**Task details:**
What you should copy is the line containing "Target: metal grating" and all lines after it in the entries below, exactly and without anything added.

**Entries supplied:**
/---

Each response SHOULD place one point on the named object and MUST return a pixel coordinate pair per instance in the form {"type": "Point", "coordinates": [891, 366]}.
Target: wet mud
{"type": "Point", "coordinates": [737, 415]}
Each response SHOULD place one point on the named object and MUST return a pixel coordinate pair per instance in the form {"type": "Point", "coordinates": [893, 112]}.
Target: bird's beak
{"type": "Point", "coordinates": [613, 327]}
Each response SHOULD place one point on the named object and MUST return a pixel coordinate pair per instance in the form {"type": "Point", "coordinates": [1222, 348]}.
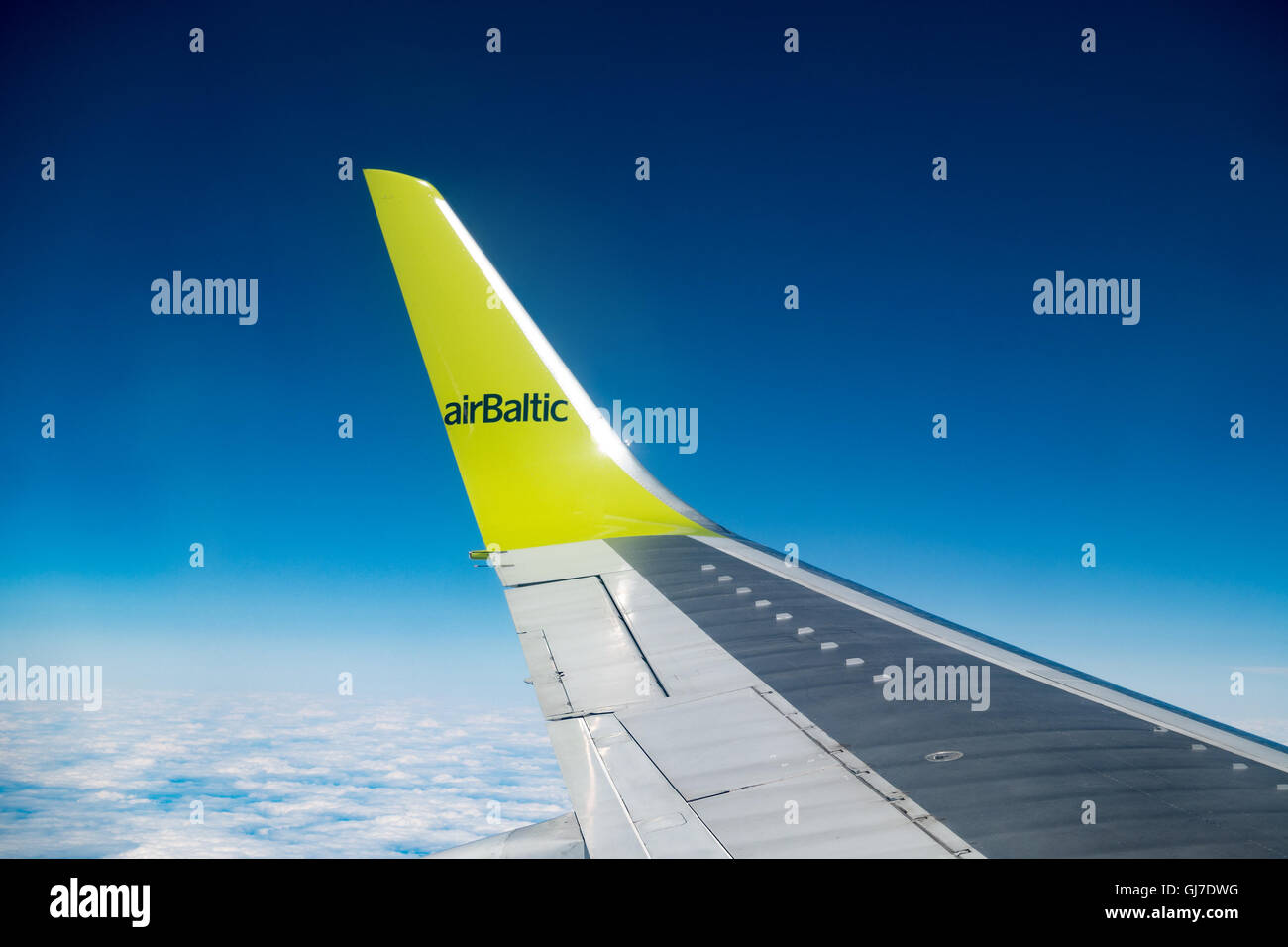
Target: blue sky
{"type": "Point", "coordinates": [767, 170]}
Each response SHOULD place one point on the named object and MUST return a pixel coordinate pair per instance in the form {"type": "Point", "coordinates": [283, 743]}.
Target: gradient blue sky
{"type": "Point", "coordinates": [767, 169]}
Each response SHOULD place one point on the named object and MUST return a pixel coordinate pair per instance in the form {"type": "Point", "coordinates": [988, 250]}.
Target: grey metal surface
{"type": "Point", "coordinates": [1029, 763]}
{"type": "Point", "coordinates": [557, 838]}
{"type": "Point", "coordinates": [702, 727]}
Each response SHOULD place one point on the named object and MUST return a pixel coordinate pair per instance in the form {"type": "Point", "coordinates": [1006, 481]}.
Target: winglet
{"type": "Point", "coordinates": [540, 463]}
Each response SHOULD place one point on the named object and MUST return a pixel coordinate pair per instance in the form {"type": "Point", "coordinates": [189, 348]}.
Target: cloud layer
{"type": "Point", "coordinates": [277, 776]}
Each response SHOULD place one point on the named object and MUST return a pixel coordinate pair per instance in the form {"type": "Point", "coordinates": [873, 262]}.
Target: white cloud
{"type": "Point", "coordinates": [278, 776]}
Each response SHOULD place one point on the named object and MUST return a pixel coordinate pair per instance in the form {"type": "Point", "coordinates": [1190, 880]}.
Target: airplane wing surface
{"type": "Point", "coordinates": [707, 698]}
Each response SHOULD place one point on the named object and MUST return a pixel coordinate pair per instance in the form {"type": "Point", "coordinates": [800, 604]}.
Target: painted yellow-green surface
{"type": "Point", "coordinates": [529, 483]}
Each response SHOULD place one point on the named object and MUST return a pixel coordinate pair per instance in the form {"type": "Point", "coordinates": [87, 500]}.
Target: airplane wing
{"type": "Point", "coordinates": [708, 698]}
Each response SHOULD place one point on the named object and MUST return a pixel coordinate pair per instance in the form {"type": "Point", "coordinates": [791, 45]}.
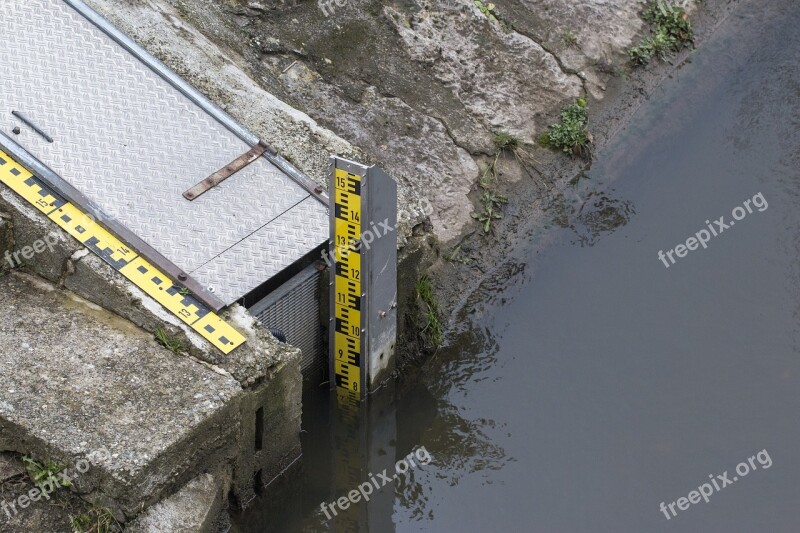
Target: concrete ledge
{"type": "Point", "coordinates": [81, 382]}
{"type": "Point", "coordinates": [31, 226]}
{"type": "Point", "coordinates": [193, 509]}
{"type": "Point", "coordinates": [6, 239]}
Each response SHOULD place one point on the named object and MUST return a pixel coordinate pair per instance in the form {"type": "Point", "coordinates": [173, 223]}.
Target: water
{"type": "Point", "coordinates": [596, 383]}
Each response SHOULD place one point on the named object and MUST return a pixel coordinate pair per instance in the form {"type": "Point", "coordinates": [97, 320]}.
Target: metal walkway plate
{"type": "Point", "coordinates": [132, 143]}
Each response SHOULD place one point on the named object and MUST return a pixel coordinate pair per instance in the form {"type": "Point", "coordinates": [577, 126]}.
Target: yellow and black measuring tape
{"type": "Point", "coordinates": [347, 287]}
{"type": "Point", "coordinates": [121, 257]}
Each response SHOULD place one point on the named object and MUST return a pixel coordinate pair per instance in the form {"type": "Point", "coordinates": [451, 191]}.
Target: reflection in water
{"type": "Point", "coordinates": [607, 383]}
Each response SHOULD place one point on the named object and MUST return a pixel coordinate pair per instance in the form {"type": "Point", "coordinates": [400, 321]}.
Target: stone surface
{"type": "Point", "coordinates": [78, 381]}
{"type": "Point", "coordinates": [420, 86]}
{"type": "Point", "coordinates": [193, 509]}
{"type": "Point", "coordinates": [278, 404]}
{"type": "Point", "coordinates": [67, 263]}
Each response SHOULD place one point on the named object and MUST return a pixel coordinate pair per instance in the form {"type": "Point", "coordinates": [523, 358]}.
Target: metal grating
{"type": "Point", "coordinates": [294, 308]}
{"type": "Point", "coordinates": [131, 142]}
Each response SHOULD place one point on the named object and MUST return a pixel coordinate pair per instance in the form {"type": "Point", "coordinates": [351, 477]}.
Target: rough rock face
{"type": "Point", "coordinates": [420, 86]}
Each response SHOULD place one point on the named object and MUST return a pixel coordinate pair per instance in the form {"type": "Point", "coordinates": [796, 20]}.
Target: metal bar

\---

**Finished task:**
Target: metal grating
{"type": "Point", "coordinates": [294, 308]}
{"type": "Point", "coordinates": [131, 142]}
Each response SHOULD place one point on the named object and MUST return a pixel coordinate pair per instance in the form {"type": "Point", "coordinates": [351, 477]}.
Target: rough rock face
{"type": "Point", "coordinates": [420, 86]}
Each response SHOULD place one point on the named object and MUST return a pixel coordinate pair per instance in the form {"type": "Point", "coordinates": [796, 20]}.
Target: metal bar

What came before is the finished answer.